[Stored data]
════════════════════

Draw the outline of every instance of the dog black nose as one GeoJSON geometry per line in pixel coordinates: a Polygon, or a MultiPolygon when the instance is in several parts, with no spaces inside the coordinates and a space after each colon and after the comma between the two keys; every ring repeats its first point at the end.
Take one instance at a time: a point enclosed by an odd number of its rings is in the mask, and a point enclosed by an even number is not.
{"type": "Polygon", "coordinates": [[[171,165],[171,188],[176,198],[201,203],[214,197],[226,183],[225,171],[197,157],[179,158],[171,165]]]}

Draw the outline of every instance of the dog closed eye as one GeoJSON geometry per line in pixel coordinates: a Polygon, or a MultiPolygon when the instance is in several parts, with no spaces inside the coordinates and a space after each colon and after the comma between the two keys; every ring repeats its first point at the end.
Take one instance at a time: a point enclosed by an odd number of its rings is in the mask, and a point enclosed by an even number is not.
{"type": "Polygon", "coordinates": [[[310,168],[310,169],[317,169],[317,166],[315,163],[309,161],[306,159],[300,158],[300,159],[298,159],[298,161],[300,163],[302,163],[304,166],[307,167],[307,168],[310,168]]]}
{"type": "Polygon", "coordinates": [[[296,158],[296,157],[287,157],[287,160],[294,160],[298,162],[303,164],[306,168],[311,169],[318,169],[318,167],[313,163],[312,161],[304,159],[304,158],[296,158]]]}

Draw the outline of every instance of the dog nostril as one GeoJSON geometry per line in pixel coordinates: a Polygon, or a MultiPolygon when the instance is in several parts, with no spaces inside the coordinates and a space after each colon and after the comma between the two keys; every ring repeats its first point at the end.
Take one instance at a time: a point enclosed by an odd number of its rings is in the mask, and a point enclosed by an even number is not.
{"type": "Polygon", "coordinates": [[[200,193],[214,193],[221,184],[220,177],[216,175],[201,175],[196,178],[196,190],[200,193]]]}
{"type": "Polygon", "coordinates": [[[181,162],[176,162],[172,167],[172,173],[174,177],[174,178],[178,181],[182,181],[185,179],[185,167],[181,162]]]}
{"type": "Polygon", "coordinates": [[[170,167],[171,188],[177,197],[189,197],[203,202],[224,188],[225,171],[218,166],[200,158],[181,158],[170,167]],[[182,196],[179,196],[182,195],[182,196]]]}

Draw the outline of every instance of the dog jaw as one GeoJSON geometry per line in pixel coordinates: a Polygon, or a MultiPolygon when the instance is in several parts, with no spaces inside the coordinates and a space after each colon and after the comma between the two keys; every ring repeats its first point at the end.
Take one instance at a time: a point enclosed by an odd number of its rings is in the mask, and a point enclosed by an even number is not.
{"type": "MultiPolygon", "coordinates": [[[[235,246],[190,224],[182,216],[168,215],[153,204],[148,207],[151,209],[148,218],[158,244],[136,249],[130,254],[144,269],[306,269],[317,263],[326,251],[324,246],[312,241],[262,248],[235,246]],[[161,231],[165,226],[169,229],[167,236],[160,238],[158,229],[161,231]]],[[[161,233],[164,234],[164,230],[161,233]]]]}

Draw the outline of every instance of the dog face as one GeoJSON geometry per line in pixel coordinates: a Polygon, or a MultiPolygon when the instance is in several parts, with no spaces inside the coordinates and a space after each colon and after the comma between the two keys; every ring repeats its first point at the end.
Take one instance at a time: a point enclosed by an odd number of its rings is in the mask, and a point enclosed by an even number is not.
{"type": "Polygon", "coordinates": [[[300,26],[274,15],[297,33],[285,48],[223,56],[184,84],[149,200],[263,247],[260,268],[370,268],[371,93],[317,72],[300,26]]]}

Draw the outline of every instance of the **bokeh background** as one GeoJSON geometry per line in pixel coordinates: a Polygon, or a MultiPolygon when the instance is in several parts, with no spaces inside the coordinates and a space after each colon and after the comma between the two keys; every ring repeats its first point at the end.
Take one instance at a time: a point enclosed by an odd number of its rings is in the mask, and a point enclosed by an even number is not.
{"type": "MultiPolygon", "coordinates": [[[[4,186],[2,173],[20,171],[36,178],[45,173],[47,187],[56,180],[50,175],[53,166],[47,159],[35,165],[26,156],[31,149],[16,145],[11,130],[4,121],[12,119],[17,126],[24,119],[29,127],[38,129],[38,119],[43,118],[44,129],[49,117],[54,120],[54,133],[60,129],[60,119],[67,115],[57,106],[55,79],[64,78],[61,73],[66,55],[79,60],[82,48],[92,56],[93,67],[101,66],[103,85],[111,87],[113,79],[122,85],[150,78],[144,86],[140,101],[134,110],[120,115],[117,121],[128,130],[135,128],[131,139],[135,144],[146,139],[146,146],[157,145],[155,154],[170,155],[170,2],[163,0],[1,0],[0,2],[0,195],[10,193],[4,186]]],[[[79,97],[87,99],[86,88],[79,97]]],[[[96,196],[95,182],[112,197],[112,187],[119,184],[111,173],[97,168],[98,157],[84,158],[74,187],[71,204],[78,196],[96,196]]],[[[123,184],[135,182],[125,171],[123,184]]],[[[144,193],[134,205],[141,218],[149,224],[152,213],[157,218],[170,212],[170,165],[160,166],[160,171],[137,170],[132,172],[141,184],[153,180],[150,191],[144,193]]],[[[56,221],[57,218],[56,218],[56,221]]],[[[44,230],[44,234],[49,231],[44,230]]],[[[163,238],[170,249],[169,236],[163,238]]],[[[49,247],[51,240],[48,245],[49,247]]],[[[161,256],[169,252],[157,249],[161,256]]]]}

════════════════════

Render the records from the line containing "Draw the outline of every instance of the **bokeh" through the last line of the records as a JSON list of strings, one string per line. Leave out any blank lines.

Answer to the problem —
[
  "Draw the outline of every instance of the **bokeh background** as one GeoJSON geometry per line in pixel coordinates: a Polygon, or a MultiPolygon when the instance is in several parts, with no spaces inside the coordinates and a space after each colon and after the comma between the two keys; every ring repeats its first point at the end.",
  "Take one instance at a time: a point enclosed by an odd number of its rings is in the mask, and a point enclosed by an even number is not.",
  "{\"type\": \"MultiPolygon\", \"coordinates\": [[[[4,186],[2,173],[20,171],[36,178],[45,173],[47,187],[56,180],[50,175],[53,166],[47,159],[35,165],[26,156],[31,149],[16,145],[11,130],[4,121],[12,119],[17,126],[24,119],[29,127],[38,129],[38,119],[43,118],[44,129],[49,117],[54,120],[54,133],[60,129],[60,119],[67,115],[57,106],[55,79],[64,78],[61,73],[66,55],[79,60],[82,48],[92,56],[93,67],[101,66],[103,85],[111,87],[113,79],[122,85],[150,78],[144,86],[140,101],[134,110],[120,115],[117,121],[128,130],[135,128],[131,139],[135,144],[146,139],[146,146],[157,145],[155,154],[170,155],[170,2],[163,0],[1,0],[0,2],[0,195],[10,193],[4,186]]],[[[79,97],[87,99],[86,88],[79,97]]],[[[96,196],[95,182],[112,197],[112,187],[119,184],[111,173],[97,168],[98,157],[84,158],[74,187],[71,204],[78,196],[96,196]]],[[[123,184],[135,182],[125,171],[123,184]]],[[[144,193],[134,205],[141,218],[149,224],[152,213],[157,218],[170,212],[170,165],[160,166],[160,171],[137,170],[132,172],[141,184],[153,180],[150,191],[144,193]]],[[[56,221],[57,218],[56,218],[56,221]]],[[[44,230],[44,234],[49,231],[44,230]]],[[[163,238],[170,249],[169,236],[163,238]]],[[[49,247],[51,240],[48,245],[49,247]]],[[[161,256],[169,252],[157,249],[161,256]]]]}"
]